# Material shown:
◆ ◆ ◆ ◆ ◆ ◆ ◆

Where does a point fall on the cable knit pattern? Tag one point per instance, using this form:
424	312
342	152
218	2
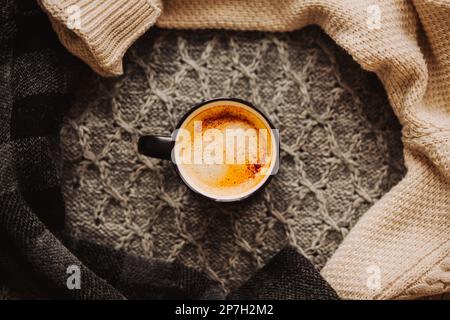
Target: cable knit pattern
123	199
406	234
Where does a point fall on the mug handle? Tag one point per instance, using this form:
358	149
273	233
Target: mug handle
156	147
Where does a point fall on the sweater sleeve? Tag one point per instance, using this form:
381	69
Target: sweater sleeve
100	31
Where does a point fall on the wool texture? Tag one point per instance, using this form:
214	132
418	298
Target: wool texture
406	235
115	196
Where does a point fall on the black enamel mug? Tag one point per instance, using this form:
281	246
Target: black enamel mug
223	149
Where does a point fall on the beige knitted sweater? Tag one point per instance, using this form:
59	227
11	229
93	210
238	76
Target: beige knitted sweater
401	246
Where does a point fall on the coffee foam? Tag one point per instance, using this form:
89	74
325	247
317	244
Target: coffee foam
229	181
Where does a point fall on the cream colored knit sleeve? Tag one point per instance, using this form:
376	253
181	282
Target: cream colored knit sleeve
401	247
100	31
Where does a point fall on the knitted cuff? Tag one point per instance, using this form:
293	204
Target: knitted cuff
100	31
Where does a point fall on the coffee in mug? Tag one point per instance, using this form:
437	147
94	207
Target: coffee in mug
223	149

◆ ◆ ◆ ◆ ◆ ◆ ◆

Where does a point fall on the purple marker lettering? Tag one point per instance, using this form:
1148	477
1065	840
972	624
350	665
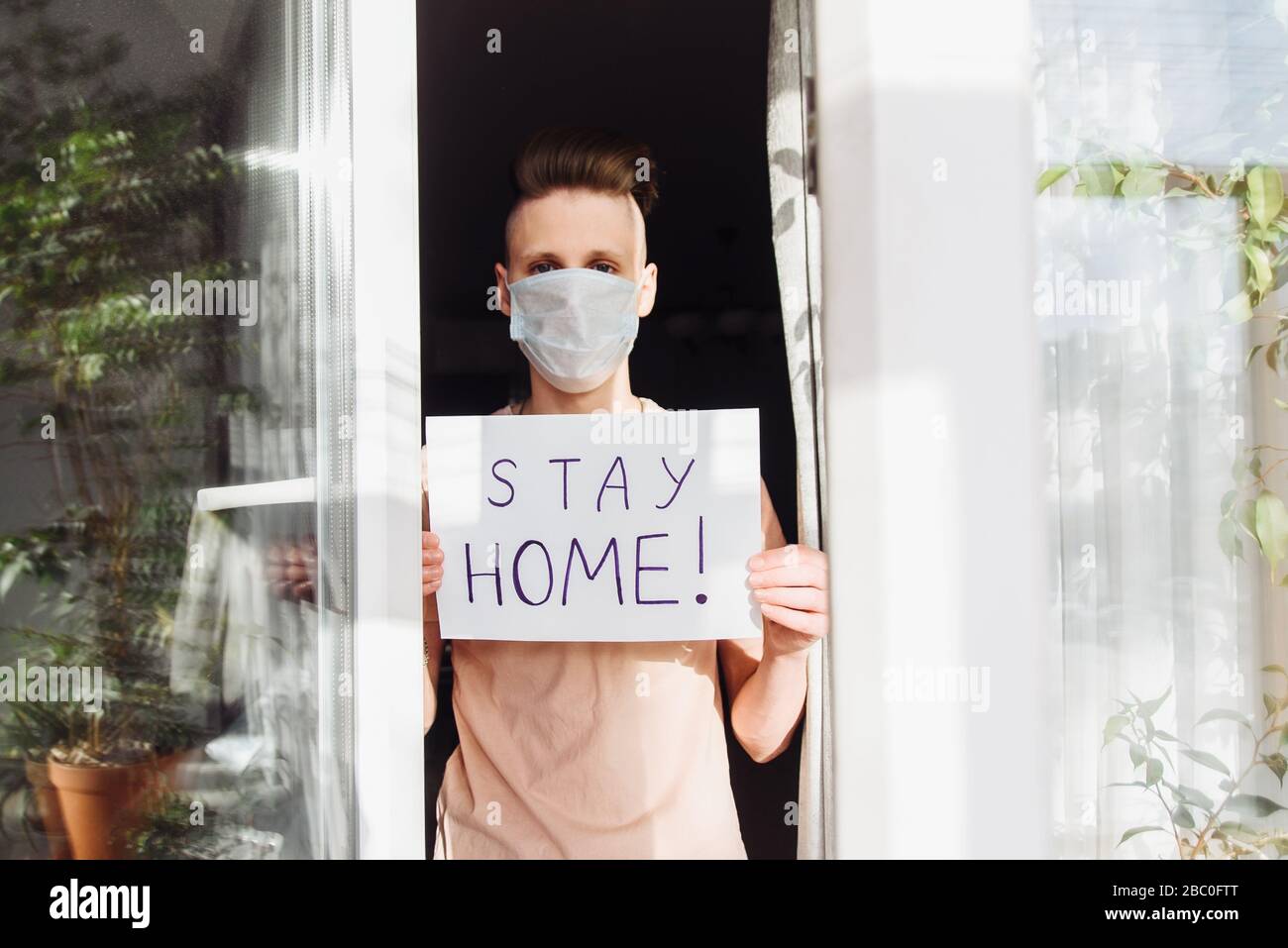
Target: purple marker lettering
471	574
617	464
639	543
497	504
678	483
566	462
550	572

◆ ◆ ◆ ◆ ◆ ◆ ◆

# Prompt:
Scan the preceding records for lines with the word "Where". Say how many there are and nothing else.

# Problem solution:
11